**Exercise requirements**
Copy out exactly the lines from the line containing "the church window" to the end of the listing.

**Raw records**
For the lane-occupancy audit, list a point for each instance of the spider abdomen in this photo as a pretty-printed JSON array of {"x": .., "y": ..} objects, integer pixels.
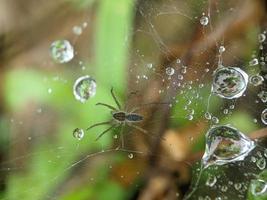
[
  {"x": 133, "y": 117},
  {"x": 119, "y": 116}
]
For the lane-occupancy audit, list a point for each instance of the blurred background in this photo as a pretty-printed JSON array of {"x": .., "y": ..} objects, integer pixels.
[{"x": 127, "y": 45}]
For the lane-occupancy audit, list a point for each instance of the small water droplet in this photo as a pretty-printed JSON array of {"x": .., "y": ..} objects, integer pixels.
[
  {"x": 78, "y": 133},
  {"x": 130, "y": 155},
  {"x": 115, "y": 136},
  {"x": 258, "y": 186},
  {"x": 254, "y": 62},
  {"x": 261, "y": 37},
  {"x": 238, "y": 186},
  {"x": 211, "y": 181},
  {"x": 263, "y": 96},
  {"x": 61, "y": 51},
  {"x": 261, "y": 163},
  {"x": 77, "y": 30},
  {"x": 224, "y": 188},
  {"x": 204, "y": 20},
  {"x": 221, "y": 49},
  {"x": 215, "y": 120},
  {"x": 207, "y": 115},
  {"x": 229, "y": 82},
  {"x": 170, "y": 71},
  {"x": 149, "y": 65},
  {"x": 84, "y": 88}
]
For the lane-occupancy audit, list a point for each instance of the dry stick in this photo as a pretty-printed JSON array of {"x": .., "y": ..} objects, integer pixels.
[
  {"x": 197, "y": 45},
  {"x": 187, "y": 58}
]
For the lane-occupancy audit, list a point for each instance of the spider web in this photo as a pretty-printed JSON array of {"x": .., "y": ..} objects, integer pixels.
[{"x": 166, "y": 34}]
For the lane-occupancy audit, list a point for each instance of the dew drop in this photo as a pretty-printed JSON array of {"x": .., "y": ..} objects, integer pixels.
[
  {"x": 258, "y": 186},
  {"x": 225, "y": 144},
  {"x": 256, "y": 80},
  {"x": 61, "y": 51},
  {"x": 130, "y": 155},
  {"x": 229, "y": 82},
  {"x": 263, "y": 96},
  {"x": 211, "y": 181},
  {"x": 261, "y": 37},
  {"x": 207, "y": 115},
  {"x": 170, "y": 71},
  {"x": 84, "y": 88},
  {"x": 264, "y": 119},
  {"x": 261, "y": 163},
  {"x": 238, "y": 186},
  {"x": 221, "y": 49},
  {"x": 78, "y": 133},
  {"x": 204, "y": 20},
  {"x": 254, "y": 62},
  {"x": 77, "y": 30}
]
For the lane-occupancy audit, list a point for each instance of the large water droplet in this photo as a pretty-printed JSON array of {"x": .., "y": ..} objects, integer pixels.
[
  {"x": 78, "y": 133},
  {"x": 211, "y": 181},
  {"x": 256, "y": 80},
  {"x": 61, "y": 51},
  {"x": 204, "y": 20},
  {"x": 264, "y": 118},
  {"x": 225, "y": 144},
  {"x": 84, "y": 88},
  {"x": 229, "y": 82}
]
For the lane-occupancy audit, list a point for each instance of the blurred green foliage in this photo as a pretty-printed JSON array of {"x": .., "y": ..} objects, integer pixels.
[{"x": 50, "y": 163}]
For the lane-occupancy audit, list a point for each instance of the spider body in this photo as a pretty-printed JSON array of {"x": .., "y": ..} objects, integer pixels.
[
  {"x": 134, "y": 117},
  {"x": 120, "y": 118}
]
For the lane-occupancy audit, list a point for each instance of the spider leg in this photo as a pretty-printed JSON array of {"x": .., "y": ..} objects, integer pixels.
[
  {"x": 121, "y": 136},
  {"x": 115, "y": 99},
  {"x": 143, "y": 131},
  {"x": 98, "y": 124},
  {"x": 105, "y": 131},
  {"x": 106, "y": 105}
]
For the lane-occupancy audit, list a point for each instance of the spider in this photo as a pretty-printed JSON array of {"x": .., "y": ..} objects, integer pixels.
[{"x": 120, "y": 118}]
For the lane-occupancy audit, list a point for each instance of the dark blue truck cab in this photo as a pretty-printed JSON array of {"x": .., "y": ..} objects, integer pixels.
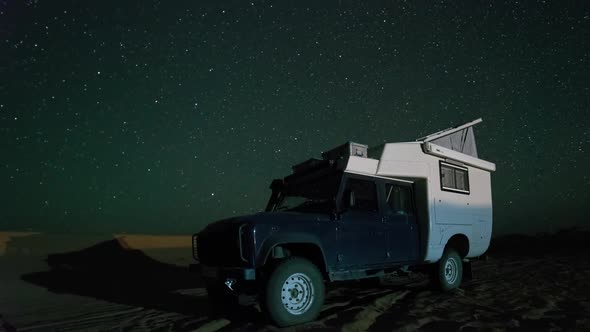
[{"x": 321, "y": 224}]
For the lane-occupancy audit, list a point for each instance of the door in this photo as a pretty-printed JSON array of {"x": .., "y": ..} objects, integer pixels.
[
  {"x": 401, "y": 223},
  {"x": 361, "y": 236}
]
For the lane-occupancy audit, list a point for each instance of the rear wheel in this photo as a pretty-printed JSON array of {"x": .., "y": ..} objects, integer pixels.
[
  {"x": 449, "y": 270},
  {"x": 294, "y": 292}
]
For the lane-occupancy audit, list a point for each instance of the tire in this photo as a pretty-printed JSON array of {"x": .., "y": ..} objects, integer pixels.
[
  {"x": 449, "y": 270},
  {"x": 294, "y": 293}
]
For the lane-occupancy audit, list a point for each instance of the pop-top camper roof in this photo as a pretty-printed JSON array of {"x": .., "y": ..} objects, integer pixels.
[
  {"x": 456, "y": 143},
  {"x": 460, "y": 139}
]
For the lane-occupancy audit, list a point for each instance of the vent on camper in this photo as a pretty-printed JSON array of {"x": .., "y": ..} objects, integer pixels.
[{"x": 346, "y": 150}]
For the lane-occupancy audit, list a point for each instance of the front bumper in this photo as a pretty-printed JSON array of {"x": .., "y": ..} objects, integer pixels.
[{"x": 223, "y": 273}]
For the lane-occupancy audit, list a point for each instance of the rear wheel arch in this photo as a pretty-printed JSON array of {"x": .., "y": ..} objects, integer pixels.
[{"x": 460, "y": 243}]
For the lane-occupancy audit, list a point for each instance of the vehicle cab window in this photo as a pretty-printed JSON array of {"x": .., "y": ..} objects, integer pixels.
[
  {"x": 399, "y": 199},
  {"x": 360, "y": 195}
]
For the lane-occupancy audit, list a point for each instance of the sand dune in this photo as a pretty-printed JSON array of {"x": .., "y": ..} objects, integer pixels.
[{"x": 112, "y": 285}]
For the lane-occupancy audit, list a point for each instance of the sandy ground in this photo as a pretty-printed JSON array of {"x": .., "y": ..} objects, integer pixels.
[{"x": 141, "y": 283}]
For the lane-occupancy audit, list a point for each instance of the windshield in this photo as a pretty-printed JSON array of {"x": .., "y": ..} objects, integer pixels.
[{"x": 315, "y": 194}]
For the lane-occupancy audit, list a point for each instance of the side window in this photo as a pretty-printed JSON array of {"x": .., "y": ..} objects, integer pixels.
[
  {"x": 360, "y": 195},
  {"x": 454, "y": 178},
  {"x": 399, "y": 199}
]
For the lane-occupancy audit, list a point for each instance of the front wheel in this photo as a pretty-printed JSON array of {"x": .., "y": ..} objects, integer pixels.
[
  {"x": 294, "y": 292},
  {"x": 449, "y": 270}
]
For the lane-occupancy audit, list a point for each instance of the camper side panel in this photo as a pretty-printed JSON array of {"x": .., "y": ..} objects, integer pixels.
[{"x": 447, "y": 211}]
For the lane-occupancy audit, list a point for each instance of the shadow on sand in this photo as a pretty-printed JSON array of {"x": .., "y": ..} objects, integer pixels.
[{"x": 111, "y": 272}]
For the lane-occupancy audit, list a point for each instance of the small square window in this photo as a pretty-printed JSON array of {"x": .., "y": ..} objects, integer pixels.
[{"x": 454, "y": 178}]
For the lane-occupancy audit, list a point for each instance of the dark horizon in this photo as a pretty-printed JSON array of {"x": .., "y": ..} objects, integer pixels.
[{"x": 169, "y": 118}]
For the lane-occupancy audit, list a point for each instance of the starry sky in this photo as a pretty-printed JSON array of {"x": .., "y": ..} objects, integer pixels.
[{"x": 160, "y": 117}]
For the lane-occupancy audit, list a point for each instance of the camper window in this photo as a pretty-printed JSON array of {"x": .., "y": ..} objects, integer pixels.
[
  {"x": 399, "y": 199},
  {"x": 454, "y": 178}
]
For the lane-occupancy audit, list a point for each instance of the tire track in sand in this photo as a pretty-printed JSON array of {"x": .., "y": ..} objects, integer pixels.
[{"x": 364, "y": 319}]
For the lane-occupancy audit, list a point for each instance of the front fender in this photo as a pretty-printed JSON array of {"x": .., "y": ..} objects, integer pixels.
[{"x": 287, "y": 238}]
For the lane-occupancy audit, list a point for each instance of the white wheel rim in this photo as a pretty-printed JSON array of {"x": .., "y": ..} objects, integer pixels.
[
  {"x": 451, "y": 270},
  {"x": 297, "y": 294}
]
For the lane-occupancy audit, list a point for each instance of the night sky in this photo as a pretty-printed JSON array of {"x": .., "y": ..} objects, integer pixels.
[{"x": 159, "y": 117}]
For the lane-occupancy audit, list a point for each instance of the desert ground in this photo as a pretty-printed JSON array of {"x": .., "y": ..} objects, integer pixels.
[{"x": 124, "y": 282}]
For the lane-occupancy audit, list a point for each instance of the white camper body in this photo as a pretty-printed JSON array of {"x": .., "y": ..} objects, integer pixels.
[{"x": 452, "y": 186}]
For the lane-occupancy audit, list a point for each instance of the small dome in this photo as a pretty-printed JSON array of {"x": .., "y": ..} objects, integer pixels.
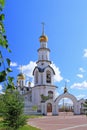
[
  {"x": 43, "y": 38},
  {"x": 21, "y": 76}
]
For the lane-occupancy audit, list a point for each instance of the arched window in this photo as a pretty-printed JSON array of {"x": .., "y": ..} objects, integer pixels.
[
  {"x": 48, "y": 77},
  {"x": 36, "y": 81},
  {"x": 50, "y": 94}
]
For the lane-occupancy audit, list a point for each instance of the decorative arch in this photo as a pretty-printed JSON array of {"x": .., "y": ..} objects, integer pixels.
[
  {"x": 70, "y": 96},
  {"x": 48, "y": 76},
  {"x": 36, "y": 77}
]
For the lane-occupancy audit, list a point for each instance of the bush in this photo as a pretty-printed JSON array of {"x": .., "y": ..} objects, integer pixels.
[{"x": 12, "y": 111}]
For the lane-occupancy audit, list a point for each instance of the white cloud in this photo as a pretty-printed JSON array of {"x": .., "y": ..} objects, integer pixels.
[
  {"x": 81, "y": 96},
  {"x": 57, "y": 77},
  {"x": 67, "y": 80},
  {"x": 85, "y": 53},
  {"x": 81, "y": 69},
  {"x": 80, "y": 75},
  {"x": 13, "y": 64},
  {"x": 28, "y": 69},
  {"x": 82, "y": 85}
]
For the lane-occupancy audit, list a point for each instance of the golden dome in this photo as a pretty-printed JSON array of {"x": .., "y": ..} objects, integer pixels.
[
  {"x": 43, "y": 38},
  {"x": 21, "y": 76}
]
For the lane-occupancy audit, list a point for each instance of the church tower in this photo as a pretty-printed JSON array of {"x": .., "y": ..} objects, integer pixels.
[{"x": 43, "y": 73}]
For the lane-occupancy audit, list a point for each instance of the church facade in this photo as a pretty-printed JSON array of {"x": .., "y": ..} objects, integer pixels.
[{"x": 42, "y": 95}]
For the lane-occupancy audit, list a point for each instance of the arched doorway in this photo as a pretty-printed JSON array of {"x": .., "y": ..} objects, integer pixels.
[
  {"x": 65, "y": 107},
  {"x": 49, "y": 107},
  {"x": 76, "y": 108}
]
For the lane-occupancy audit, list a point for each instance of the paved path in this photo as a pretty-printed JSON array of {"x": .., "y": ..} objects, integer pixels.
[{"x": 66, "y": 122}]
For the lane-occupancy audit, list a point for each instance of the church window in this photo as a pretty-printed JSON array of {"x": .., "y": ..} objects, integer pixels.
[
  {"x": 36, "y": 77},
  {"x": 50, "y": 94},
  {"x": 42, "y": 57},
  {"x": 48, "y": 77}
]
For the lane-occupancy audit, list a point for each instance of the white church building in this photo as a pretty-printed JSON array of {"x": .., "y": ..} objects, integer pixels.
[{"x": 41, "y": 97}]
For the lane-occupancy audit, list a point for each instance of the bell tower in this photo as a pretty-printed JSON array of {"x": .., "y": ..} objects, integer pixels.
[{"x": 43, "y": 73}]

**Result of this task**
For the lane-occupancy audit, list a point for each instance of the church window in this photo as a pretty-printed JSON array of {"x": .., "y": ..} objects, integer pixels.
[
  {"x": 36, "y": 77},
  {"x": 50, "y": 94},
  {"x": 42, "y": 57},
  {"x": 48, "y": 77}
]
For the lane-occupancy audit, list a point for each instance of the white church building in this photo as a pretty-printed JSON array of {"x": .., "y": ..} objects, integer pixels.
[{"x": 41, "y": 97}]
For the lane-occupancy audit, list a point for each instance of the bell tower in this photo as a pretty-printed JSON array of {"x": .., "y": ..} objects, integer pixels.
[{"x": 43, "y": 73}]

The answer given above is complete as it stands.